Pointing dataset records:
━━━━
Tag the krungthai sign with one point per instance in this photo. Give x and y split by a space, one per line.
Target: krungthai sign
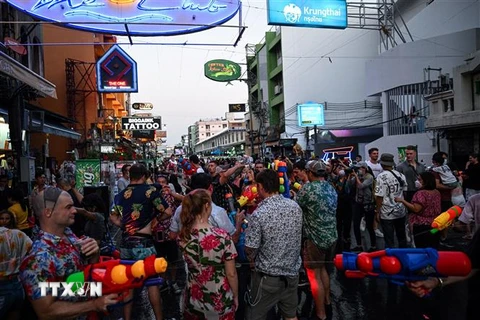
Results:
133 17
116 72
222 70
141 123
308 13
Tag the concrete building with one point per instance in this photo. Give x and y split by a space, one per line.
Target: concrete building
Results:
410 75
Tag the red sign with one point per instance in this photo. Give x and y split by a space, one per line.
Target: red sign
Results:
15 46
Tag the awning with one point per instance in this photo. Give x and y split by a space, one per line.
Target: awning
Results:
50 126
15 69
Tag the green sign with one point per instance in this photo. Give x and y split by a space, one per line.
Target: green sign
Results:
87 173
222 70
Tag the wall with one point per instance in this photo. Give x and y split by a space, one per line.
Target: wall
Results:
426 145
54 62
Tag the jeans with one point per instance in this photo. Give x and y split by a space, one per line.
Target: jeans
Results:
11 296
358 213
391 227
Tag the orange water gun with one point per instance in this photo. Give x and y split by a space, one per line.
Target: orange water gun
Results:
445 219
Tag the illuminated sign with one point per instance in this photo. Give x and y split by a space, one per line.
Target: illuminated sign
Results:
236 107
310 114
142 106
116 72
133 17
308 13
222 70
140 123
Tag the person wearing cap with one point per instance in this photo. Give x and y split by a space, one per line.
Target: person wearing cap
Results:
318 200
273 245
57 253
391 184
364 205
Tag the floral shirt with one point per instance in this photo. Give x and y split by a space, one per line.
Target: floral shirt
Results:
208 288
430 201
52 258
318 200
138 205
14 246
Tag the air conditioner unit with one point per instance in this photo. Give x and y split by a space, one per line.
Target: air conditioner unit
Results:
277 89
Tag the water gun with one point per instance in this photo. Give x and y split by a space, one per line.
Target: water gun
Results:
445 219
400 265
240 246
282 175
119 276
186 166
248 195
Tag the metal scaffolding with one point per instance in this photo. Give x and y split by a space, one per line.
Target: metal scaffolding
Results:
80 80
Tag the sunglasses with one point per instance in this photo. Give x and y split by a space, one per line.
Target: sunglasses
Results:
51 194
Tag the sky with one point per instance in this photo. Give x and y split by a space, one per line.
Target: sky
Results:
172 78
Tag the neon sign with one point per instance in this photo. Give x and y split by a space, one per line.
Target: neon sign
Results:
116 72
139 17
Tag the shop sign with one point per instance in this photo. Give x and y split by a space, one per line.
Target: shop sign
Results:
139 123
133 17
330 14
116 72
222 70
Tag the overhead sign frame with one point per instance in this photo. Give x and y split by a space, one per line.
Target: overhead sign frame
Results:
132 17
310 114
117 72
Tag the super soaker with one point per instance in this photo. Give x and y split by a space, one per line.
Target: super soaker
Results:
400 265
119 276
445 219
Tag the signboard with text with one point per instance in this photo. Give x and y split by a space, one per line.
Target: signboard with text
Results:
132 17
116 72
308 13
310 114
222 70
236 107
141 123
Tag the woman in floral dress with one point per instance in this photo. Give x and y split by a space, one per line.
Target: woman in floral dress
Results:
212 288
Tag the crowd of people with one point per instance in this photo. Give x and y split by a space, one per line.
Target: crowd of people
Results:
244 260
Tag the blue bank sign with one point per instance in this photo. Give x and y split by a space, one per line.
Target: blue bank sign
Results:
308 13
310 114
133 17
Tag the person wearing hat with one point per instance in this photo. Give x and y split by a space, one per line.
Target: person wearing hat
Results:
364 205
391 184
57 253
318 200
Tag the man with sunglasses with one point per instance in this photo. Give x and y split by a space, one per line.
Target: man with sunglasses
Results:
56 253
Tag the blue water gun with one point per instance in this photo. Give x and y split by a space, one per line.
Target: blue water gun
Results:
232 216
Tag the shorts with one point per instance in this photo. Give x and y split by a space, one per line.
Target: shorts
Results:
315 257
137 248
267 291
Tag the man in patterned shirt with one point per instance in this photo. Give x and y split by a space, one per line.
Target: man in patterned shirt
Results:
318 200
272 244
134 208
54 256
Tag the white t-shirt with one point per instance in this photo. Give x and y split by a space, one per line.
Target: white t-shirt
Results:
389 188
376 168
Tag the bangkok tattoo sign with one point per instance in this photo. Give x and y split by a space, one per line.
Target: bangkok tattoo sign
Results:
133 17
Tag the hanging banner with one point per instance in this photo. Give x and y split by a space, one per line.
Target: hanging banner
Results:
87 173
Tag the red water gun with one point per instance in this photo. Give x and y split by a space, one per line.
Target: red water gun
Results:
119 276
400 265
248 195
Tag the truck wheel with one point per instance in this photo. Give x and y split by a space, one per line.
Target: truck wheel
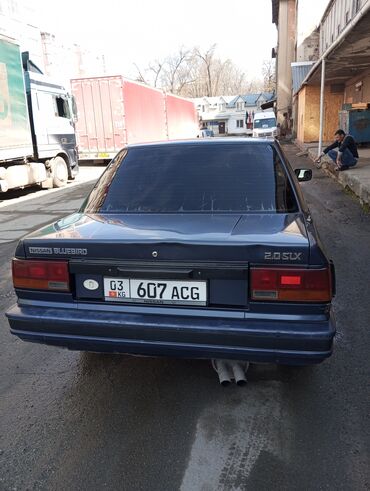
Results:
59 172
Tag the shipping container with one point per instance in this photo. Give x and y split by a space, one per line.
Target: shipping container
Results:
113 112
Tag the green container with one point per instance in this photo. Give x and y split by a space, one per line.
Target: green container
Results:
15 134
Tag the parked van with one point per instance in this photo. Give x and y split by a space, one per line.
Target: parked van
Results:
264 124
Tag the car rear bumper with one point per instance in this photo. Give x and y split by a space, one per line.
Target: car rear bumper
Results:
258 340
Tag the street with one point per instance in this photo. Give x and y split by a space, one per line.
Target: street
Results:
82 421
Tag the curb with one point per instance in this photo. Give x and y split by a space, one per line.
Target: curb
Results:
357 180
44 192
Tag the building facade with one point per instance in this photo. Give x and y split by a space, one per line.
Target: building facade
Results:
230 115
330 71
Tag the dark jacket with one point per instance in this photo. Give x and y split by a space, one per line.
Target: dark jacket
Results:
348 142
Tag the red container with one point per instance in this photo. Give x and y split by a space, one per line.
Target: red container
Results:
114 112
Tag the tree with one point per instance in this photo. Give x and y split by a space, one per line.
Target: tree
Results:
192 72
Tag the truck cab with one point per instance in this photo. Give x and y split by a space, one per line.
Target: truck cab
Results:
38 142
52 118
264 124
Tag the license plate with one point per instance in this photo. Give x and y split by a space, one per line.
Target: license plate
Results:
155 291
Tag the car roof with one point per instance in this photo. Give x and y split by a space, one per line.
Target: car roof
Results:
198 141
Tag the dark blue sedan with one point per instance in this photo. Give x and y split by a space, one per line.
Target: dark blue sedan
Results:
━━━━
PROBLEM TO SOLVE
Transcribe all of the items above word for word, omitting the pictures.

CORRECT RESULT
Tag the krungthai sign with one point per instance in this photo. Give x and y split by a space, one per line.
Target: krungthai sign
Results:
133 17
116 72
222 70
141 123
308 13
Tag the concrete building with one point per instance in this photo. Give x and y split by a space, one per line.
Target: concrete building
Results:
410 75
Tag the red sign with one point per instance in this photo. Give x and y split by a space, one per line.
Target: red sign
Results:
15 46
Tag the awning with one point per instance in this photo. Give x and y split by a space, one per line.
Target: awning
Results:
50 126
15 69
Tag the green sign with one point per instance in this photo. Give x and y split by a space, one per line.
Target: green sign
Results:
87 173
222 70
Tag the wall with one point per instance in this photo. Give x and y split by a space, one per line.
Target: wall
Results:
426 145
54 62
Tag the jeans with one point per instance in this photo. Give x and y split by a space, one per line.
Target: jeans
Results:
11 296
358 213
391 227
Tag the orange water gun with one point per instance in this photo. Give x and y split by a space, one per line.
Target: orange water gun
Results:
445 219
Tag the illuminated sign with one point per instance in this photo. Give x and y split by a space, one per line.
Target: illuminated sign
Results:
236 107
310 114
142 106
116 72
133 17
308 13
222 70
140 123
Tag the person wearing cap with one point per instance in this photo. Give x and y split by a space, one per line.
Target: person wearing cap
Results:
318 200
273 245
57 253
391 184
364 205
Tag the floral shirt with one point per instance in this photo. Give x and y split by a space, one per line.
Target: floral shirt
Results:
208 288
430 201
52 258
318 200
138 205
14 246
Tag the air conditioner unit with one point per instance in this photo. Give x and y split by a space, one per line.
Target: air conditioner unit
Results:
277 89
Tag the water gun with one point per instance in this photo. Give x and y split by a space, one per line.
Target: water gun
Results:
445 219
400 265
240 246
282 175
119 276
186 166
248 195
Tag the metal scaffolding with one point per instance in this photo. Give x and y split by a space, one per line.
Target: metal scaffolding
Results:
80 80
Tag the sunglasses with one point per instance in this photo. Give x and y split by a space, one per line.
Target: sunglasses
Results:
51 194
Tag the sky with one point per instance in this photo. Give x and y split by a space, one per line.
Target: sky
Results:
172 78
Tag the neon sign with one point per instance in this photo. Give x and y split by a space, one per line.
Target: neon sign
Results:
116 72
139 17
Tag the shop sign with one point per instance in this photo. Give x and y split by a space, one per line.
Target: shop sign
Results:
139 123
133 17
330 14
116 72
222 70
Tag the overhead sign frame with one point per instance in this photo. Give x and y split by a space, one per line.
Target: overhead sign frame
Results:
132 17
310 114
117 72
Tag the super soaker with one point per instance in this photo. Give x and y split by a space, one per line.
Target: super soaker
Results:
400 265
119 276
445 219
Tag the signboard with text with one point per instance in this photo. Give x and y split by a space, one per line.
Target: signboard with text
Results:
132 17
116 72
308 13
310 114
222 70
236 107
141 123
Tag the woman in floral dress with one point per instance in this photo. Give x and y split by a space, one per line.
Target: woman in floral dress
Results:
212 288
Tag the crowd of people with one point per instance in this photo. Give x and y split by a space, one per line.
Target: crowd of people
Results:
244 260
Tag the blue bank sign with one point per instance in this photo. Give x and y split by a space, one per line.
Target: blue bank sign
Results:
308 13
310 114
133 17
Tag the person wearing hat with one point per instance in this photo. Give x and y split by a space, one per line.
Target: person wearing hat
Results:
364 205
391 184
57 253
318 200
Tag the man with sunglasses with one point per instance in this photo. Give x and y split by a space, one per line.
Target: man with sunglasses
Results:
56 253
Tag the blue water gun with one point per instance in this photo. Give x and y split by a space, one per line.
Target: blue water gun
Results:
232 216
Tag the shorts with one point per instance in this photo. Give x and y split by a space, one per line.
Target: shorts
Results:
315 257
137 248
267 291
Tag the man in patterned shirt with one point per instance in this photo. Give x and y split by a space, one per line.
Target: man in patterned shirt
Results:
318 200
272 244
134 208
54 256
Tag the white t-shirt with one point per instance in this photo. Give x and y split by a space, one per line.
Target: white t-shirt
Results:
389 188
376 168
Tag the bangkok tattoo sign with one point per instance in this photo. Give x and y split by a space, one per line.
Target: bangkok tattoo sign
Results:
133 17
Tag the hanging banner with one point per instance in this photo. Give x and y split by a space, one per line.
Target: hanging banner
Results:
87 173
Tag the red water gun with one point per instance in this photo. Give x and y split by a space, one per line.
Target: red water gun
Results:
119 276
400 265
248 195
Tag the truck wheel with one point per instance in this photo. Give x and y split by a space, one per line.
Target: truck wheel
Results:
59 172
Tag the shipping container with one point per instance in this photo. Give x and y split by a space, one per line.
Target: shipping container
Results:
113 112
Tag the green container with one point per instance in this photo. Give x and y split by a space, one per line.
Target: green container
Results:
15 134
Tag the parked van with one point per instance in this photo. Give x and y split by a space, one per line.
Target: parked van
Results:
264 124
Tag the car rear bumper with one point per instance in this photo. Give x and y split by a space, one per line.
Target: car rear bumper
Results:
258 340
Tag the street with one point per instance in this photo. Give x and y split by a space, one per line.
Target: street
Results:
82 421
Tag the curb with one point per instance in this photo. Give x and y split by a space, one per line.
Target: curb
Results:
357 180
44 192
Tag the building facade with one point per instance in this photo. Give x and y split by a space, one per line.
Target: building facade
Results:
230 115
330 71
Tag the dark jacket with one point per instance in this photo. Give x and y split by a space, one per line.
Target: dark jacket
Results:
348 142
Tag the red container with one point per instance in this photo. Give x and y split by a space, one per line.
Target: red container
Results:
114 112
Tag the tree with one point per instance in this photo. Give x and y split by a space, one per line.
Target: tree
Results:
192 72
Tag the truck cab with one point per instance in this photo. Give x and y split by a space, one per line.
Target: truck cab
Results:
38 142
52 118
264 124
Tag the license plate with one point per instance in this photo. Give x and y split by a space, one per line.
Target: license plate
Results:
155 291
Tag the car roof with one point per instance in this photo. Give x and y split by a space, one per line.
Target: car roof
Results:
198 141
Tag the dark blue sedan with one point per instance in this photo. Give x and y split by a space, one per line.
Target: dark blue sedan
Results:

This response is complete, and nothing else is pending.